§ **TEXT PASSAGE**:

I've been playing with this one for the past hour or two, seems adequate to the task, no claims.

http://www.ilevel.com/services/s_forte.aspx


----------



## GBrackins (Oct 21, 2011)

it's a little late, but if you check out pages 11 and 12 of this document it will provide the span tables for ceiling joists based upon live loads for the attic space

http://www.awc.org/pdf/STJR_2005.pdf


----------



## 4thorns (Oct 21, 2011)

I agree with your thoughts o the DA6....to a point. If it's used the way you've stated.  Beyond that it could turn a lot of people into "Engineers" Could be fatal.


----------



## DRP (Oct 22, 2011)

Notice, twice on this thread folks have posted links to joist and rafter info for a girder. It doesn't get much more dangerous than that. A list of calcs for different situations will show that there are indeed different conditions. From there hopefully either someone will use the right calc or realize they need to get someone who can tell the difference. This info is more readily available for engineered wood and steel than solid sawn lumber. The lumber industry doesn't seem to do as good a job promoting the uses of commonly available dimensional wood.


----------



## Sifu (Oct 22, 2011)

§ **WHAT NEEDS TO BE DONE**:
Answer these questions about the forum thread:
1. Which pages of the linked document does GBrackins say give the span tables for ceiling joists?
2. What does DRP say folks have twice posted links to for a girder?
3. For which materials does DRP say this info is more readily available than for solid sawn lumber?

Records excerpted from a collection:

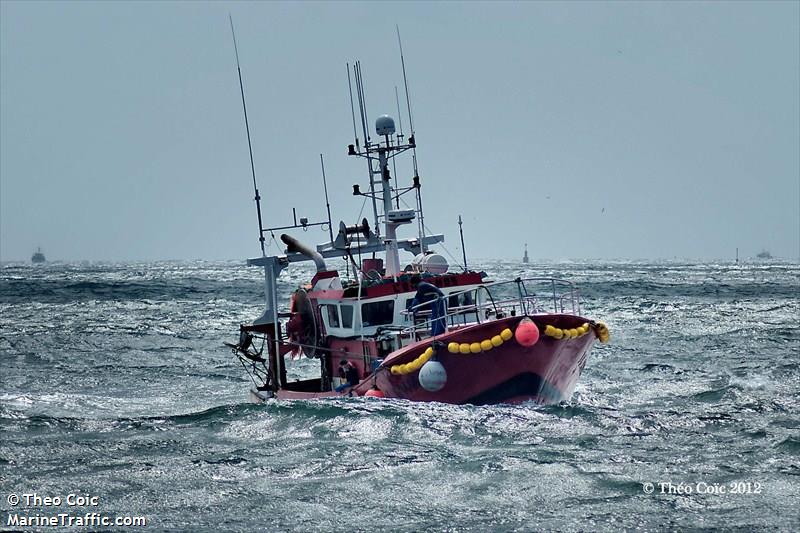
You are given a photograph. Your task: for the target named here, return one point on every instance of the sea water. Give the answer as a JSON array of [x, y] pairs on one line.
[[118, 392]]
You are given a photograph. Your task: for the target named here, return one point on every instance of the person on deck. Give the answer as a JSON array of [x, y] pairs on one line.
[[349, 373], [427, 292]]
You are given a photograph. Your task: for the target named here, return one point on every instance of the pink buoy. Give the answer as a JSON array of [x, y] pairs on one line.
[[375, 393], [527, 334]]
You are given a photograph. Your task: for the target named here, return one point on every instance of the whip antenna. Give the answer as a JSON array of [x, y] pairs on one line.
[[249, 143], [327, 202], [421, 222]]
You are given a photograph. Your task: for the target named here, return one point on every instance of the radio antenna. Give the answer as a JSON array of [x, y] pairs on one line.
[[249, 143], [414, 149], [352, 109]]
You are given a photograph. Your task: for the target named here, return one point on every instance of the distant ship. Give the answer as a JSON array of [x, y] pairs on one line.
[[38, 257]]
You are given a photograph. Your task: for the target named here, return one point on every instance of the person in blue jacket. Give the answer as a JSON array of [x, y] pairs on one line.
[[349, 373], [427, 292]]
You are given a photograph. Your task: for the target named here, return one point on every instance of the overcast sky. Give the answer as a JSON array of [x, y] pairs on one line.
[[588, 130]]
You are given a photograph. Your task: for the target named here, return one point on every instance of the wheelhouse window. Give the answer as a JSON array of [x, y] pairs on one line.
[[377, 313], [347, 316], [333, 315], [464, 299]]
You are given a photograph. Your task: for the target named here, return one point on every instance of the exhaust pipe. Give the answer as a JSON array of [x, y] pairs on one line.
[[293, 245]]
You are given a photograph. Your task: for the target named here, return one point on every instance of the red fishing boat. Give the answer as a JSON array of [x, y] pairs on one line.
[[415, 329]]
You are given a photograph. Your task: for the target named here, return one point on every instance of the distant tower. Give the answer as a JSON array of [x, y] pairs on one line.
[[38, 257]]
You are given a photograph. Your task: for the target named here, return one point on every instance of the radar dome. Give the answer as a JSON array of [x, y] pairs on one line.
[[433, 263], [384, 125]]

§ **RESPONSE TO THE EXERCISE**:
1. Pages 11 and 12.
2. Joist and rafter info.
3. Engineered wood and steel.